Extracted records
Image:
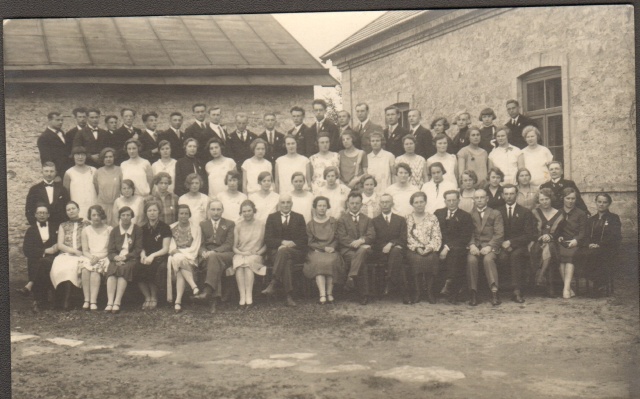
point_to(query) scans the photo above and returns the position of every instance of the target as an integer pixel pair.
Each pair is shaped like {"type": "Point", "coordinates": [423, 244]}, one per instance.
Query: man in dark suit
{"type": "Point", "coordinates": [517, 123]}
{"type": "Point", "coordinates": [456, 227]}
{"type": "Point", "coordinates": [519, 231]}
{"type": "Point", "coordinates": [239, 142]}
{"type": "Point", "coordinates": [324, 126]}
{"type": "Point", "coordinates": [394, 133]}
{"type": "Point", "coordinates": [92, 138]}
{"type": "Point", "coordinates": [52, 145]}
{"type": "Point", "coordinates": [125, 132]}
{"type": "Point", "coordinates": [216, 251]}
{"type": "Point", "coordinates": [48, 192]}
{"type": "Point", "coordinates": [307, 143]}
{"type": "Point", "coordinates": [174, 135]}
{"type": "Point", "coordinates": [558, 183]}
{"type": "Point", "coordinates": [39, 247]}
{"type": "Point", "coordinates": [391, 240]}
{"type": "Point", "coordinates": [365, 127]}
{"type": "Point", "coordinates": [286, 240]}
{"type": "Point", "coordinates": [356, 234]}
{"type": "Point", "coordinates": [424, 139]}
{"type": "Point", "coordinates": [485, 244]}
{"type": "Point", "coordinates": [274, 139]}
{"type": "Point", "coordinates": [150, 138]}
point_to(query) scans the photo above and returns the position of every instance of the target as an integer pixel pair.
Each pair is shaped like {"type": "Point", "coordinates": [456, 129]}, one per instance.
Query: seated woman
{"type": "Point", "coordinates": [183, 255]}
{"type": "Point", "coordinates": [129, 198]}
{"type": "Point", "coordinates": [95, 248]}
{"type": "Point", "coordinates": [266, 199]}
{"type": "Point", "coordinates": [572, 236]}
{"type": "Point", "coordinates": [323, 262]}
{"type": "Point", "coordinates": [231, 198]}
{"type": "Point", "coordinates": [67, 264]}
{"type": "Point", "coordinates": [248, 247]}
{"type": "Point", "coordinates": [156, 237]}
{"type": "Point", "coordinates": [424, 239]}
{"type": "Point", "coordinates": [544, 250]}
{"type": "Point", "coordinates": [196, 201]}
{"type": "Point", "coordinates": [402, 191]}
{"type": "Point", "coordinates": [125, 245]}
{"type": "Point", "coordinates": [335, 191]}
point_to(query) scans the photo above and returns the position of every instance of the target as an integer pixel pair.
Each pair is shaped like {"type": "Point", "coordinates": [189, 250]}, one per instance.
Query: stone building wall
{"type": "Point", "coordinates": [27, 106]}
{"type": "Point", "coordinates": [479, 65]}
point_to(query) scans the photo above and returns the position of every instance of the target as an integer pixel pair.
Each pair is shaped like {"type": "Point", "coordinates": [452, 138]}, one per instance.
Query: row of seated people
{"type": "Point", "coordinates": [80, 252]}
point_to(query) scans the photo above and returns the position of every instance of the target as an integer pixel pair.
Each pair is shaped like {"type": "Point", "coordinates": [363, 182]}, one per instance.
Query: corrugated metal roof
{"type": "Point", "coordinates": [168, 43]}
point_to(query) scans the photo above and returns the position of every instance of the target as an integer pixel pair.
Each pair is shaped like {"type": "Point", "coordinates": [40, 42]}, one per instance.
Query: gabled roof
{"type": "Point", "coordinates": [158, 46]}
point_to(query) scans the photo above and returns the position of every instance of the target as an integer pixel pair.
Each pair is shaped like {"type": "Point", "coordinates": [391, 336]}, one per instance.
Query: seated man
{"type": "Point", "coordinates": [485, 244]}
{"type": "Point", "coordinates": [286, 240]}
{"type": "Point", "coordinates": [391, 239]}
{"type": "Point", "coordinates": [519, 231]}
{"type": "Point", "coordinates": [216, 250]}
{"type": "Point", "coordinates": [40, 248]}
{"type": "Point", "coordinates": [356, 234]}
{"type": "Point", "coordinates": [456, 227]}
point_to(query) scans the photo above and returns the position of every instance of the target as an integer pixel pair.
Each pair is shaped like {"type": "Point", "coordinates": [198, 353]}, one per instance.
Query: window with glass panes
{"type": "Point", "coordinates": [542, 91]}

◆ EXERCISE INSTRUCTIONS
Without the pictures, restate each entry exactly.

◆ YOUR RESPONSE
Image:
point_to(query) scans the photo above and returns the position of every instance of the target as an integer pixel pair.
Each pair is shaped like {"type": "Point", "coordinates": [423, 244]}, one per instance.
Query: man in dark suit
{"type": "Point", "coordinates": [517, 123]}
{"type": "Point", "coordinates": [456, 227]}
{"type": "Point", "coordinates": [519, 231]}
{"type": "Point", "coordinates": [239, 142]}
{"type": "Point", "coordinates": [324, 126]}
{"type": "Point", "coordinates": [394, 133]}
{"type": "Point", "coordinates": [92, 138]}
{"type": "Point", "coordinates": [52, 145]}
{"type": "Point", "coordinates": [125, 132]}
{"type": "Point", "coordinates": [216, 251]}
{"type": "Point", "coordinates": [48, 192]}
{"type": "Point", "coordinates": [307, 143]}
{"type": "Point", "coordinates": [174, 135]}
{"type": "Point", "coordinates": [558, 183]}
{"type": "Point", "coordinates": [39, 247]}
{"type": "Point", "coordinates": [391, 240]}
{"type": "Point", "coordinates": [365, 127]}
{"type": "Point", "coordinates": [286, 240]}
{"type": "Point", "coordinates": [356, 234]}
{"type": "Point", "coordinates": [424, 139]}
{"type": "Point", "coordinates": [485, 244]}
{"type": "Point", "coordinates": [274, 139]}
{"type": "Point", "coordinates": [150, 138]}
point_to(query) scans the photo above and returns the position of every instance of the target as an integer pixel pair.
Each pair is shaped like {"type": "Point", "coordinates": [456, 129]}, one per instance.
Query: seated woman
{"type": "Point", "coordinates": [183, 255]}
{"type": "Point", "coordinates": [129, 198]}
{"type": "Point", "coordinates": [95, 248]}
{"type": "Point", "coordinates": [266, 199]}
{"type": "Point", "coordinates": [572, 236]}
{"type": "Point", "coordinates": [323, 262]}
{"type": "Point", "coordinates": [231, 198]}
{"type": "Point", "coordinates": [67, 264]}
{"type": "Point", "coordinates": [248, 247]}
{"type": "Point", "coordinates": [156, 237]}
{"type": "Point", "coordinates": [424, 239]}
{"type": "Point", "coordinates": [544, 250]}
{"type": "Point", "coordinates": [196, 201]}
{"type": "Point", "coordinates": [402, 191]}
{"type": "Point", "coordinates": [125, 245]}
{"type": "Point", "coordinates": [335, 191]}
point_to(query) scans the photo above and returns the position of every instance of the target as an integer pixel pair.
Each pair is shaped like {"type": "Point", "coordinates": [189, 250]}, one per instance.
Query: stone building wall
{"type": "Point", "coordinates": [27, 106]}
{"type": "Point", "coordinates": [479, 65]}
point_to(query) scans the photo above and returns the position of every instance of the target as an integer pixel pair.
Each pair is shaped like {"type": "Point", "coordinates": [452, 138]}, one per instance.
Query: row of seated people
{"type": "Point", "coordinates": [80, 252]}
point_to(query) scans the photo above and returns the position of every instance of the target as an integer pixel pair.
Each pair is shaped like {"type": "Point", "coordinates": [363, 182]}, one per instance.
Query: corrugated metal roof
{"type": "Point", "coordinates": [168, 43]}
point_to(query) scans the photo above and returns the position of every instance of the target as an integer pixel pair.
Each pair is shaped like {"type": "Point", "coordinates": [40, 42]}, one per instance.
Query: gabled roof
{"type": "Point", "coordinates": [158, 46]}
point_to(query) scans the photo above and returns the position of every instance of the target as an integer pixel pair.
Each pair is shaped like {"type": "Point", "coordinates": [391, 336]}, one per instance.
Query: seated man
{"type": "Point", "coordinates": [485, 244]}
{"type": "Point", "coordinates": [286, 240]}
{"type": "Point", "coordinates": [391, 239]}
{"type": "Point", "coordinates": [519, 231]}
{"type": "Point", "coordinates": [216, 250]}
{"type": "Point", "coordinates": [40, 248]}
{"type": "Point", "coordinates": [356, 234]}
{"type": "Point", "coordinates": [456, 227]}
point_to(query) scans the photo above and returns the position of every instance of the target as an integer pixel pair.
Each pair is shaped like {"type": "Point", "coordinates": [198, 353]}, one per instance.
Query: window with glass panes
{"type": "Point", "coordinates": [542, 91]}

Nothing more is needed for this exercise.